_Entries from a point annotation set_:

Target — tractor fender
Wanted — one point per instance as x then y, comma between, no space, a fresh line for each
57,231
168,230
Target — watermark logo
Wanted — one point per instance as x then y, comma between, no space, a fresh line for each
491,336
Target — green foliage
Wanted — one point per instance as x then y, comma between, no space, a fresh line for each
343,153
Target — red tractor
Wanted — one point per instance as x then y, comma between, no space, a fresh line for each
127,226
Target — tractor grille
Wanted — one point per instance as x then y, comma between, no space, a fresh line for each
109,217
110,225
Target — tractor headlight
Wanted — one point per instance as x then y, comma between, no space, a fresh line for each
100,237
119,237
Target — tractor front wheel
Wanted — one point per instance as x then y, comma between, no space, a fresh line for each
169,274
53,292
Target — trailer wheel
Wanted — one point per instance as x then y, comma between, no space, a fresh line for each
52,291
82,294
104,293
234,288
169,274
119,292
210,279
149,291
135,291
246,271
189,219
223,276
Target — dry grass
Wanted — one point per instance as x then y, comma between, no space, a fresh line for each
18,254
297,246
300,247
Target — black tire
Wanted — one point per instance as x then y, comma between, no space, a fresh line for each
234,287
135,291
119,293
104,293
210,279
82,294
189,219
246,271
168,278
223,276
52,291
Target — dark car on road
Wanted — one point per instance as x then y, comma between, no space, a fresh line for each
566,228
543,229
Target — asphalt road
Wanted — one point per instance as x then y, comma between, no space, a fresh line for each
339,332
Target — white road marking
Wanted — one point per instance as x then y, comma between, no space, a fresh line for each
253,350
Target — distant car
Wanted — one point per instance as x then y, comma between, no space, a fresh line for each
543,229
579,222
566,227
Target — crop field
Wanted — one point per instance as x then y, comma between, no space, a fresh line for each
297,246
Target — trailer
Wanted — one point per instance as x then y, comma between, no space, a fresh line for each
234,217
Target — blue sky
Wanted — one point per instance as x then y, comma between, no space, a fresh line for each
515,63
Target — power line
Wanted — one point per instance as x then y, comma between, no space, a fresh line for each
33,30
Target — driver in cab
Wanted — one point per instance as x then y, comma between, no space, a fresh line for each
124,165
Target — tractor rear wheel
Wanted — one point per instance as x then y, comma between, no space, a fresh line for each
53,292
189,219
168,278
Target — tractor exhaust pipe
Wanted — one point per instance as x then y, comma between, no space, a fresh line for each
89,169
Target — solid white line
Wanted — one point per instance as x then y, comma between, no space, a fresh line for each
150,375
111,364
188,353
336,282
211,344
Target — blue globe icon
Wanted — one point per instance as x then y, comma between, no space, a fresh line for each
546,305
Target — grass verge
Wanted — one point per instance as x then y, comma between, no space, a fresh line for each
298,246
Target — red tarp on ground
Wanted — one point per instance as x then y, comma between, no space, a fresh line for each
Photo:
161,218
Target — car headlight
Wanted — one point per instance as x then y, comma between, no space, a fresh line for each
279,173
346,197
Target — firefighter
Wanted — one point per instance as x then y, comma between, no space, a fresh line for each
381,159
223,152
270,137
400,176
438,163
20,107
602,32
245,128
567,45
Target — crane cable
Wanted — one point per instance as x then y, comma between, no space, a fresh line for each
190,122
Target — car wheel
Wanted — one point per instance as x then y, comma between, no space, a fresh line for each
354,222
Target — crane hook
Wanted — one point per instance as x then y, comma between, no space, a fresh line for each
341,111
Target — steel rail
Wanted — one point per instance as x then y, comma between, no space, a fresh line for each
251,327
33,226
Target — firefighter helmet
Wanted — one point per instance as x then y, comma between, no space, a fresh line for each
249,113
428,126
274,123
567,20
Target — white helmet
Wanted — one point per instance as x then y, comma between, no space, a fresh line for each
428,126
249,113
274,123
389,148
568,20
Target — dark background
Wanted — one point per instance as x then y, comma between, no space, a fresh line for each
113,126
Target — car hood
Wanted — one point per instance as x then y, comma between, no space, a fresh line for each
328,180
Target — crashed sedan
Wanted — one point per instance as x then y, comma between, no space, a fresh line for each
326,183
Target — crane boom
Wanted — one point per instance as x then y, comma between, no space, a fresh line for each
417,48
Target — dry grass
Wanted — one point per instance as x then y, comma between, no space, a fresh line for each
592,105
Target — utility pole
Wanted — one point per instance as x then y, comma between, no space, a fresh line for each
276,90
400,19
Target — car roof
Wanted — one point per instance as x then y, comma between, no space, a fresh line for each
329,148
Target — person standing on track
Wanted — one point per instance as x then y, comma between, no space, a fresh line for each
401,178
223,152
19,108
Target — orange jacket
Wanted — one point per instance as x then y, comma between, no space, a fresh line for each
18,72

_Directions_: Give back exactly the lines beginning at the one with "Target — firefighter helmet" and ending at the final line of the material; both boundary lines belong in it.

_Expected output_:
Target — firefighter helmet
Wanted — one point per instance as x then y, comma between, no space, a fresh line for each
249,113
428,126
274,123
567,20
Target — white helmet
Wanted — one point per instance as x then y, comma between, no space, a fresh line for each
428,126
249,113
274,123
389,148
568,20
Target — dark background
Wanted — one point per instance as x then y, comma between, no space, a fresh line for each
113,126
Target — car hood
Wanted — one point per instance as x then y, comma between, no space, a fresh line for each
328,180
Target — crashed sedan
Wanted — one point per instance as x then y, comma between, no space, a fresh line for each
326,183
Target — crane boom
Wanted — one point per instance as x then y, comma between, no space, a fresh line for each
417,48
Target — dry grass
Wanted — one point per instance as x then y, comma between, no space, a fresh line for each
592,105
Target — utility pole
Wanted — one point per instance as x then y, comma between, no space, a fresh line for each
276,90
400,19
Target — car roof
Wanted — one point per instance as x then y, comma between, no space, a fresh line for each
329,148
Target — person standing on track
Wanted — one point per instance as x then y, comma between, no space, a fresh line for each
401,178
223,152
19,108
Target — orange jacket
Wanted — one point per instance as x then y, comma between, no space, a fresh line for each
18,72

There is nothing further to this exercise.